Instruction a -> Rewrite the entries as a numbered list, beginning with the first line of the entries and ending with the line that contains "[122,69,165,109]", both ends included, with blank lines omitted and the pictures left out.

Source extract ->
Apart from Monet, which is highly interactive and really intended as a
language creation tool for the gnuspeech database (so it is therefore
far more complex than necessary for a speaking daemon), we need
"real-time Monet" which would be a stripped-down version of Monet that
would simply provide the speech service as that required daemon.  I
think the attached email copy gives you a good account of all the parts,
and there is a nice overview diagram on the gnuspeech project home page
accessed via:


All the sources (new -- i.e. the Mac OS/X/GNUStep port; and ancient --
i.e. from the original NeXT implementation) are in the gnuspeech CVS
repository, and the intention is to have a single source that will
compile for either Mac OS/X using xcode, or GNU/Linux under GNUStep.
Some of the work has already been done but without a means of handling
an audio output stream elegantly, progress on the GNU/Linux version
under GNUstep is, as I say, stalled.

Please get back with any questions or suggestions you may have.  Working
on the audio output problem, and stripping Monet to a daemon are the two
subprojects that I see as most relevant to making gnuspeech available as
a service.

I have been working on a port of the "Synthesizer" app, which is a
useful tool for understanding the articulatory (tube) model, and
essential for creating new language databases and improving the existing
database (though not essential for the speech service) , but I too have
been distracted by other things for nearly a year.  I expect to get back
to that shortly, having returned >from an offshore trip.

I hope this helps.

--------
David Hill, Prof. Emeritus,
CS Dept, U. Calgary,
Calgary, AB T2N 1N4 Canada

OR

Imagination is more important than knowledge (Albert Einstein)

Kill your television!

----------------

On Apr 10, 2007, at 2:39 PM, Kenneth Reid Beesley wrote:

Dear Gnuspeech team,

What's the status of the Gnuspeech port?

Hi Ken,

I hope that others on this list will point out any errors I have made in
what follows (which is my first real attempt to document what is going
on with respect to porting all the original Trillium TextToSpeech
software efforts!).   All of the original NeXT sources for the software
is available on the gnuspeech project site at the:


by going to "-Browse Sources Repository" and clicking down to the
gnuspeech/gnuspeech/trillium directory.

gnuspeech is being ported both to GNU/Linux and to the Macintosh under
OS/X.  There are a number of components/apps/modules which have to be
ported.  Some have been ported.  The current state is as follows:

Monet:
the interactive language database and testing tool used to create the
original databases for English Text-To-Speech using the new articulatory
model of the vocal tract (the "tube model" -- basically a wave-guide or
lattice filter that emulates the properties of the acoustic tube
directly rather than through the use of formant filters etc).  Monet
translates its symbolic input into a digital waveform representing the
"spoken" version of the input.  Monet was originally designed developed
by Craig Schock (based on an original specification by David Hill), with
testing and suggestions for improvements by David Hill and Leonard
Manzara) as proprietary research software used in-house for the
development of  the Trillium Sound Research "TextToSpeech package
offered on the NeXT computer.  It also was available as part of the
Trillium "Experimenter" kit.  On the demise of NeXT (whose remains were
bought by Apple Computer), Monet, and all other Trillium software was
reconfigured as a GNU project (gnuspeech) and made available to the
community under a General Public Licence (http://www.gnu.org/copyleft/)

Input ->
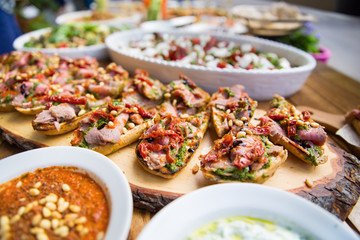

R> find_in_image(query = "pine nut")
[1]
[40,219,51,229]
[45,193,58,202]
[18,206,25,216]
[10,214,20,224]
[51,219,60,229]
[45,202,56,211]
[29,188,40,196]
[69,205,81,213]
[42,207,51,217]
[75,216,87,224]
[36,233,49,240]
[62,183,70,192]
[31,214,42,226]
[0,215,10,226]
[51,211,62,219]
[128,123,135,129]
[54,226,69,237]
[107,121,114,127]
[236,131,246,138]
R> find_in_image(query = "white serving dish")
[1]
[55,10,142,27]
[105,30,316,100]
[137,183,359,240]
[13,28,109,59]
[0,146,133,240]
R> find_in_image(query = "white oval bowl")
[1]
[55,10,142,27]
[137,183,359,240]
[105,30,316,100]
[13,28,109,59]
[0,146,133,240]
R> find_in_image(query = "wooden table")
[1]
[0,63,360,240]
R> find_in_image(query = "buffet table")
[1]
[0,63,360,239]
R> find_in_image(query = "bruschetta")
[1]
[260,94,328,166]
[135,112,210,178]
[71,100,156,155]
[200,127,287,183]
[209,85,257,137]
[136,75,210,178]
[345,105,360,135]
[122,69,165,109]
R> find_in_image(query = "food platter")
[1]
[0,105,359,219]
[138,183,357,240]
[13,28,108,59]
[106,30,316,100]
[0,146,133,240]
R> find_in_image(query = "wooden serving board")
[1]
[0,110,360,220]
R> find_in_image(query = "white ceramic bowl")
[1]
[55,10,142,27]
[0,146,133,240]
[137,183,359,240]
[13,28,109,59]
[105,30,316,100]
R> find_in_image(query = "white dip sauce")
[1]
[187,216,303,240]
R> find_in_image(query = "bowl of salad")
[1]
[105,30,316,101]
[13,24,128,59]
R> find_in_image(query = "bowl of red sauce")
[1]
[0,147,133,240]
[105,30,316,101]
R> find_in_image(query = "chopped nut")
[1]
[36,233,49,240]
[305,179,314,188]
[65,213,77,222]
[31,214,42,226]
[45,202,56,211]
[18,206,26,216]
[51,219,60,229]
[62,183,70,192]
[78,109,86,116]
[39,198,46,205]
[42,207,51,217]
[58,198,69,212]
[51,211,62,219]
[75,216,87,224]
[310,122,320,128]
[245,129,252,135]
[192,164,200,174]
[40,219,51,229]
[236,131,246,138]
[54,226,69,237]
[80,228,89,236]
[180,113,189,118]
[29,188,40,196]
[24,202,34,213]
[34,182,42,188]
[0,215,10,226]
[96,232,105,240]
[127,123,135,129]
[45,193,58,202]
[10,214,21,224]
[69,205,81,213]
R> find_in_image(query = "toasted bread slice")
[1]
[71,100,155,155]
[200,130,287,183]
[135,111,210,178]
[209,85,257,137]
[260,95,328,166]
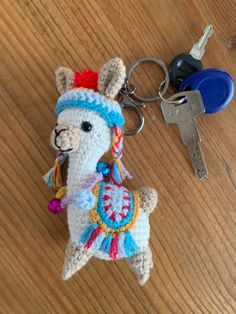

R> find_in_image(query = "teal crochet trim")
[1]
[97,181,134,230]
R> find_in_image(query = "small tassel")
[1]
[79,224,98,245]
[111,159,132,187]
[100,233,112,254]
[124,231,139,257]
[91,232,106,251]
[110,233,119,261]
[43,152,65,189]
[84,227,102,250]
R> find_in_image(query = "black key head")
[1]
[169,53,203,86]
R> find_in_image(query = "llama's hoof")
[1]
[139,187,158,215]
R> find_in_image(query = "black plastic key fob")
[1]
[169,53,203,86]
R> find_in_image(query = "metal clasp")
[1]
[119,79,145,136]
[119,57,169,136]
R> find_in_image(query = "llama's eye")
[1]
[81,121,93,132]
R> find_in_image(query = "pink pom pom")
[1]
[48,198,63,214]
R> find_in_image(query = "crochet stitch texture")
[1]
[45,58,157,284]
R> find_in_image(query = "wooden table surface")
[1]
[0,0,236,314]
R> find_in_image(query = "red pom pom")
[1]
[74,70,98,91]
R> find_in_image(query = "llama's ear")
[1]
[55,67,75,95]
[98,58,126,98]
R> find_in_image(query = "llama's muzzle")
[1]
[51,124,79,153]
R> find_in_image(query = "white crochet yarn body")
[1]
[58,109,150,260]
[51,58,157,284]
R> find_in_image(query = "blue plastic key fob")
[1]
[179,69,234,113]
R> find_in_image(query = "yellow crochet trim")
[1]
[90,183,140,236]
[55,186,67,200]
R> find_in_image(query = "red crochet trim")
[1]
[73,69,98,91]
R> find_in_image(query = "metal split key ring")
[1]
[119,57,185,136]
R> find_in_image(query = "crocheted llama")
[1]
[45,58,157,285]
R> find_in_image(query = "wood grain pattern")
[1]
[0,0,236,314]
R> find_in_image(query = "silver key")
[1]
[190,25,214,60]
[161,91,208,180]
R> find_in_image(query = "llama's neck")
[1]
[67,152,101,194]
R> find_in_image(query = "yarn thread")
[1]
[43,152,65,189]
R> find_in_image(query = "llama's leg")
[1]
[62,239,93,280]
[128,246,153,285]
[139,187,158,215]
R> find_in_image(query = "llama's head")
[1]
[51,58,125,155]
[44,58,127,186]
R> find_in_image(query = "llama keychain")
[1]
[44,58,157,285]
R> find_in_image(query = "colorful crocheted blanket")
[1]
[80,181,139,260]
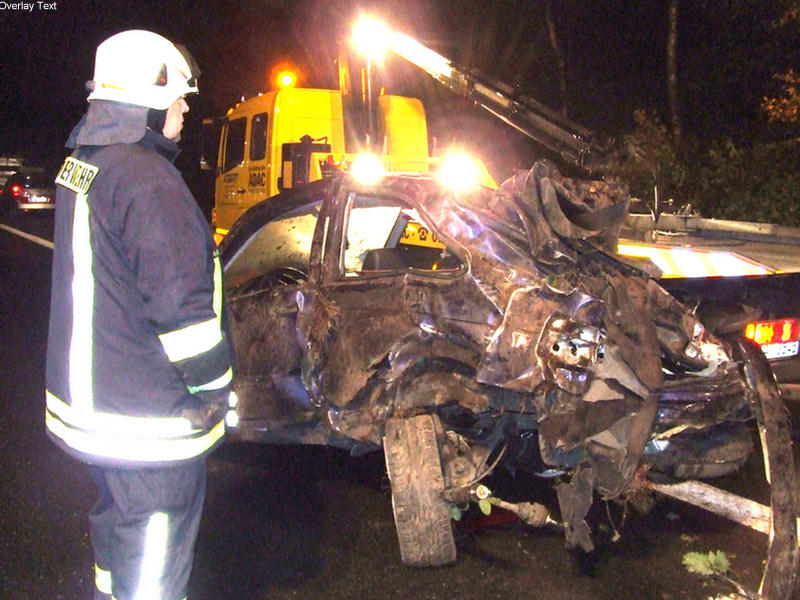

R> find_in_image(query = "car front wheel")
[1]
[383,415,456,567]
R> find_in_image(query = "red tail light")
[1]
[744,319,800,346]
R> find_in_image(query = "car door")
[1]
[221,194,322,441]
[298,187,464,408]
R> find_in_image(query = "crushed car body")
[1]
[221,161,796,584]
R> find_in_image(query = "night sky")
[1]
[0,0,782,186]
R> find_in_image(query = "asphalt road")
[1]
[0,216,800,600]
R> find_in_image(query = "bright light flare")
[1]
[275,70,297,88]
[352,17,389,60]
[350,154,384,185]
[389,33,453,78]
[439,153,480,191]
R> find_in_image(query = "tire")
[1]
[383,415,456,567]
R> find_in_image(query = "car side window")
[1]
[250,113,267,160]
[342,193,462,277]
[225,202,320,292]
[222,117,247,173]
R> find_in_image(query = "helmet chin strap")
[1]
[147,108,167,133]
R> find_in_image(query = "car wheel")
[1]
[383,415,456,567]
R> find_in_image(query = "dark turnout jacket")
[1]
[46,102,233,466]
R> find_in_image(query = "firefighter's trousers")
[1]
[89,458,206,600]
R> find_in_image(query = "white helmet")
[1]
[87,29,200,110]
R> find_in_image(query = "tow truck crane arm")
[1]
[389,33,605,172]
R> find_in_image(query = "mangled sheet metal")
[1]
[418,162,724,548]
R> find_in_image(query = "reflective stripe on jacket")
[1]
[45,130,233,465]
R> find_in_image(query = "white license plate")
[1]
[761,341,800,360]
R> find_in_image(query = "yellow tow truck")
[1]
[206,28,496,242]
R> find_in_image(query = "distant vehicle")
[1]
[2,166,56,212]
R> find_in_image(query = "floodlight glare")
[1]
[353,17,389,59]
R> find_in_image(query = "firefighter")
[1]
[45,30,233,600]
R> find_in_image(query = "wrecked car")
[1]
[220,161,797,597]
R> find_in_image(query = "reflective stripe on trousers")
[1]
[89,460,205,600]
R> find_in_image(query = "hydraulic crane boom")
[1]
[389,33,602,171]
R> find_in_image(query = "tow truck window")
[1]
[342,194,462,277]
[222,117,247,173]
[250,113,267,160]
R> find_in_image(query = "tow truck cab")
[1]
[206,87,431,240]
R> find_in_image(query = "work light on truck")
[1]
[352,17,390,59]
[276,71,297,89]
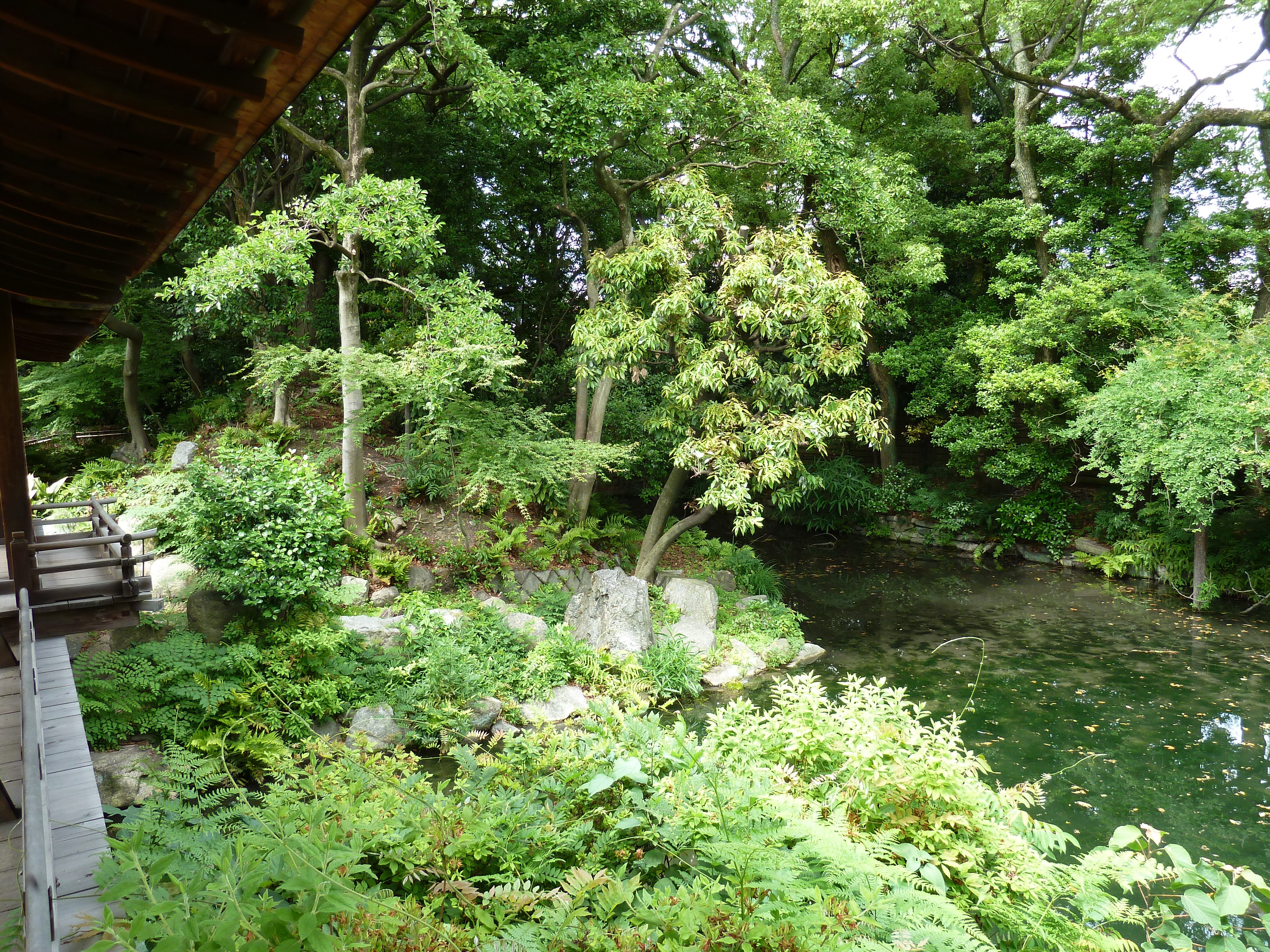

Instruction b -> Extend the email thread about the gnuspeech port, picking up right after its last sentence.

Reply a ->
1. R> find_in_image(query = "pine nut")
2. [1]
3. [40,219,51,229]
4. [45,193,58,202]
5. [18,206,25,216]
6. [10,214,20,224]
7. [51,219,60,229]
8. [45,202,56,211]
9. [29,188,40,196]
10. [69,205,81,213]
11. [42,207,51,217]
12. [75,216,87,224]
13. [36,233,49,240]
14. [62,183,70,192]
15. [31,214,42,226]
16. [0,215,10,226]
17. [51,211,62,219]
18. [128,123,135,129]
19. [54,226,69,237]
20. [107,121,114,127]
21. [236,131,246,138]
22. R> find_in_image(query = "white serving dish")
23. [1]
24. [55,10,142,27]
25. [105,30,316,100]
26. [137,183,359,240]
27. [13,28,109,59]
28. [0,146,133,240]
29. R> find_in_image(query = "white oval bowl")
30. [1]
31. [55,10,142,27]
32. [137,183,359,240]
33. [105,30,316,100]
34. [13,28,109,59]
35. [0,146,133,240]
36. R> find_in_image(query = "wooden table")
37. [1]
38. [0,63,360,240]
39. R> find_in_image(query = "buffet table")
40. [1]
41. [0,63,360,239]
42. R> find_in_image(query = "bruschetta")
43. [1]
44. [260,94,328,166]
45. [135,112,210,178]
46. [71,100,156,155]
47. [200,127,287,183]
48. [209,85,257,137]
49. [136,75,210,178]
50. [345,105,360,135]
51. [122,69,165,109]

Reply b ->
and can be found at the web site
Monet and other components, click on "-Browse Sources Repository" under
"Development Tools".  Monet is there under ".../current/Applications"
but requires the tube model and other components to compile (see
".../Frameworks and ".../Tools"  under "current".  At present, complete
compilation is only possible under Macintosh OS/X 4.3 or later, though
the sources are being modified to compile under GNUstep as well and this
may introduce certain minor glitches in the Mac OS/X compilation from
time to time.  The big hold-up in getting full compilation under GNUstep
is the lack of sutiable audio output facilities under GNUstep.
Compilation under Mac OS/X uses Core Audio and the plan is to implement
the needed components of Core Audio for GNUstep.  Two people concerned
with the ongoing GNUstep development (Greg Casamento -- the Chief
GNUStep maintainer -- and Robert Slover) have been considering the
problem.  Both have been extremely busy -- especially Greg after taking
over as Chief on the GNUstep project.  The implementation is on Robert's
"to-do" list.  Until then, those wishing to try out Monet and do further
development will have to work on the Mac using the source which is
designed to compile under either OS/X xcode/interface builder, or under
GNUstep.  The Mac port is pretty well complete except for a few items
such as modifying the intonation patterns for the automatically
generated speech and was done by Steve Nygard follwoing his experience
at OmniGroup.  Steve had worked on the original NeXT implementation for
Trillium whilst he was at the University of Calgary.  Monet's emulation
of the human vocal tract depends on research carried out by Fant and his
colleagues at the Speech Technology Lab at KTH, Stockholm on formant
sensitivity analysis, and by René Carré at the ENST Dept. of Signals in
Paris on the "Distinctive Region Model" for controlling the artificial
vocal tract.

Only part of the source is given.